What is being asked:
All of the data should be restated word for word.

Exercise inputs below:

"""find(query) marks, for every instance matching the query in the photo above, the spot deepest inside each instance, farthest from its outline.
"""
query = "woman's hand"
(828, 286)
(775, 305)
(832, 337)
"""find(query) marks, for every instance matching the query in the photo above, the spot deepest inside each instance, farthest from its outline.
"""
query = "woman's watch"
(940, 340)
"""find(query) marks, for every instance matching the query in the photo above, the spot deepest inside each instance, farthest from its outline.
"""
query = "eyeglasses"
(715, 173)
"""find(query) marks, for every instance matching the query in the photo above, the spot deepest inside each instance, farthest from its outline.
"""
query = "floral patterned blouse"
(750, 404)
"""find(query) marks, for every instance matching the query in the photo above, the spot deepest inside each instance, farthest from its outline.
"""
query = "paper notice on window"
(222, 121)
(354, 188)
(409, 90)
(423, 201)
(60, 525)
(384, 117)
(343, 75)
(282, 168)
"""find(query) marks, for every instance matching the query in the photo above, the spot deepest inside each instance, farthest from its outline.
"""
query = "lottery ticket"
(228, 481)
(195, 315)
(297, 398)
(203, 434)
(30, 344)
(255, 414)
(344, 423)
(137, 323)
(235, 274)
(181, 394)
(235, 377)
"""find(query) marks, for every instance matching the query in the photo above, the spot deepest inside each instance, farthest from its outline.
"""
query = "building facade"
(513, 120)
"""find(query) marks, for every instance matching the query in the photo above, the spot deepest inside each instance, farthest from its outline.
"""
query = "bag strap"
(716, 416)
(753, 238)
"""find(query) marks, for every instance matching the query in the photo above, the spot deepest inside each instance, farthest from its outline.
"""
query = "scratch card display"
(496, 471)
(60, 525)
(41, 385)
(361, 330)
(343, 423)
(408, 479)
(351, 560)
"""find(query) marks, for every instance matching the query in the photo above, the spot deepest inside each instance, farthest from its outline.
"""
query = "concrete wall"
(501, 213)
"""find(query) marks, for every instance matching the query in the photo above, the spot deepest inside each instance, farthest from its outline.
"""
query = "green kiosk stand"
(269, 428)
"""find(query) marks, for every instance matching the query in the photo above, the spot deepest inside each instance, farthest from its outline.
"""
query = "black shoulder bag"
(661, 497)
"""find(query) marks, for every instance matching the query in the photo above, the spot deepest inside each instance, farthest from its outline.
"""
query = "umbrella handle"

End of Exercise inputs.

Completed exercise:
"""find(query) marks, for every instance matching the query in the photo above, the spot deepest inside each instance, farthest from its outline.
"""
query = "woman's hand"
(828, 286)
(775, 305)
(832, 337)
"""find(query) marks, for every instance matching the query in the photo above, the spot deepest inside each instance, farthest from its outline.
"""
query = "woman's watch"
(940, 340)
"""find(query) marks, for every instance matching the query in the photo above, the spot deepest inside each instance, farthest from its outline.
"""
query = "eyeglasses"
(715, 173)
"""find(query) marks, for every instance matching the query in the photo above, the spot deepest inside each instance, farthest from its outline.
"""
query = "floral patterned blouse"
(750, 404)
"""find(query) marks, for every instance matching the query in the photo above, the spot deepest inside each instance, farthest from its outline.
"""
query = "paper notice on window"
(222, 121)
(354, 188)
(409, 90)
(423, 201)
(60, 525)
(384, 117)
(343, 75)
(282, 168)
"""find(query) marks, for every instance matching the query in the photo above, the spot deepest inside each instance, farthest from its outline.
"""
query = "lottery ticket"
(228, 481)
(195, 315)
(297, 398)
(203, 434)
(30, 344)
(255, 414)
(344, 423)
(137, 323)
(235, 274)
(181, 394)
(235, 377)
"""find(query) marks, for every instance matching the query in the photo above, the spot deepest inside each instance, farthest from its outline.
"""
query = "building facade"
(513, 120)
"""find(query) marks, for every instance matching the query in the photo above, the spot deepest inside each instance, farthest from its outline.
"""
query = "bag strap"
(716, 416)
(753, 238)
"""find(query) marks, for every instance matching the query in the photo above, the spot deepest inside each instance, farthest from its outline.
"""
query = "scratch card display"
(496, 471)
(60, 525)
(41, 385)
(361, 330)
(343, 423)
(408, 479)
(351, 560)
"""find(query) marks, for every instance matching the query in the photo above, the spot deepest inside each instance, farthest from its outline.
"""
query = "concrete wall"
(501, 213)
"""find(query) marks, for every instance matching the query in the photo above, the spot deepest inside each instance, farthest from its outline.
"""
query = "green kiosk stand"
(269, 428)
"""find(query) marks, for every instance matching the query in the photo above, the spot deepest inside each instance, farthest from its outline.
"""
query = "black shoulder bag"
(661, 497)
"""find(query) marks, for every instance matching the query in the photo above, the spot deepest inside each instance, farthest from its outline.
"""
query = "umbrella handle"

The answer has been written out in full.